# About this exercise
Can you copy out the records below line for line, keeping every character as it appears?

# Provided material
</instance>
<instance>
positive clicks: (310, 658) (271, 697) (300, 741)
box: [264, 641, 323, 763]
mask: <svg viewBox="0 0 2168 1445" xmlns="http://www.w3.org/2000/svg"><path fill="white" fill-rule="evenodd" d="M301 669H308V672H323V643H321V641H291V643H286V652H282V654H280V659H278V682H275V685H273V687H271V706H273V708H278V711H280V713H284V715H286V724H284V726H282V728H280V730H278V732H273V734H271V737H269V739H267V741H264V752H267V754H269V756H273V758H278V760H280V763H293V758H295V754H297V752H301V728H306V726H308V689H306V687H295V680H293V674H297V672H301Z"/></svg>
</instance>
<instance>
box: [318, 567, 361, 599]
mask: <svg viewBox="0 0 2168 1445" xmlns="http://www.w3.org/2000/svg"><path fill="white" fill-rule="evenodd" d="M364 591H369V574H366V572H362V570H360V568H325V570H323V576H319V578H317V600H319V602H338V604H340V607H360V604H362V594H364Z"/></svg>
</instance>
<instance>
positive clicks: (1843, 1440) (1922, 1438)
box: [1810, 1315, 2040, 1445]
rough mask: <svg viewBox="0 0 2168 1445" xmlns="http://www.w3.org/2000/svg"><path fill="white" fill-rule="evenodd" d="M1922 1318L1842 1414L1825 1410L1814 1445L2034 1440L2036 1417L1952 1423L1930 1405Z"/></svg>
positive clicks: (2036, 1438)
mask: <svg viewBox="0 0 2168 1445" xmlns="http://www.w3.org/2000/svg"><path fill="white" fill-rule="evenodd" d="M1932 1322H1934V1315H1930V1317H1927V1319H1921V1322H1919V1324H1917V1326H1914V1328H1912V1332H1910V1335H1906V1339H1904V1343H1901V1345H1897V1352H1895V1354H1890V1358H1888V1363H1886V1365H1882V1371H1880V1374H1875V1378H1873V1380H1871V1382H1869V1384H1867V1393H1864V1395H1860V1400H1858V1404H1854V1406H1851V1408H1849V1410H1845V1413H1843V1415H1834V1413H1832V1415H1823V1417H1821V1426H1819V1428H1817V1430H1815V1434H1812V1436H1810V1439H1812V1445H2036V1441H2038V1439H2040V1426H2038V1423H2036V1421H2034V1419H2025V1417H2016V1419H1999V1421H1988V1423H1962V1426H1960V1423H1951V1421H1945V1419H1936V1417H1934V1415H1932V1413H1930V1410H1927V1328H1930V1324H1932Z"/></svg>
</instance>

# Final answer
</instance>
<instance>
positive clicks: (310, 658) (271, 697) (300, 741)
box: [264, 641, 323, 763]
mask: <svg viewBox="0 0 2168 1445" xmlns="http://www.w3.org/2000/svg"><path fill="white" fill-rule="evenodd" d="M301 669H308V672H323V643H321V641H291V643H286V652H282V654H280V659H278V682H275V685H273V687H271V706H273V708H278V711H280V713H284V715H286V724H284V726H282V728H280V730H278V732H273V734H271V737H269V739H267V741H264V752H267V754H269V756H273V758H278V760H280V763H293V758H295V754H297V752H301V728H306V726H308V689H306V687H295V680H293V674H297V672H301Z"/></svg>
</instance>
<instance>
box: [318, 567, 361, 599]
mask: <svg viewBox="0 0 2168 1445" xmlns="http://www.w3.org/2000/svg"><path fill="white" fill-rule="evenodd" d="M364 591H369V574H366V572H362V570H360V568H325V570H323V576H319V578H317V600H319V602H338V604H340V607H360V604H362V594H364Z"/></svg>
</instance>
<instance>
positive clicks: (1843, 1440) (1922, 1438)
box: [1810, 1315, 2040, 1445]
rough mask: <svg viewBox="0 0 2168 1445" xmlns="http://www.w3.org/2000/svg"><path fill="white" fill-rule="evenodd" d="M1922 1318L1842 1414L1825 1410L1814 1445L2034 1440L2036 1417L1952 1423L1930 1405Z"/></svg>
positive clicks: (2036, 1438)
mask: <svg viewBox="0 0 2168 1445" xmlns="http://www.w3.org/2000/svg"><path fill="white" fill-rule="evenodd" d="M1932 1322H1934V1315H1930V1317H1927V1319H1921V1322H1919V1324H1917V1326H1914V1328H1912V1332H1910V1335H1906V1339H1904V1343H1901V1345H1897V1352H1895V1354H1890V1358H1888V1363H1886V1365H1882V1371H1880V1374H1875V1378H1873V1380H1871V1382H1869V1384H1867V1393H1864V1395H1860V1400H1858V1404H1854V1406H1851V1408H1849V1410H1845V1413H1843V1415H1834V1413H1832V1415H1823V1417H1821V1426H1819V1428H1817V1430H1815V1434H1812V1436H1810V1439H1812V1445H2036V1441H2038V1439H2040V1426H2038V1423H2036V1421H2034V1419H2025V1417H2016V1419H1999V1421H1988V1423H1962V1426H1960V1423H1951V1421H1945V1419H1936V1417H1934V1415H1932V1413H1930V1410H1927V1328H1930V1324H1932Z"/></svg>
</instance>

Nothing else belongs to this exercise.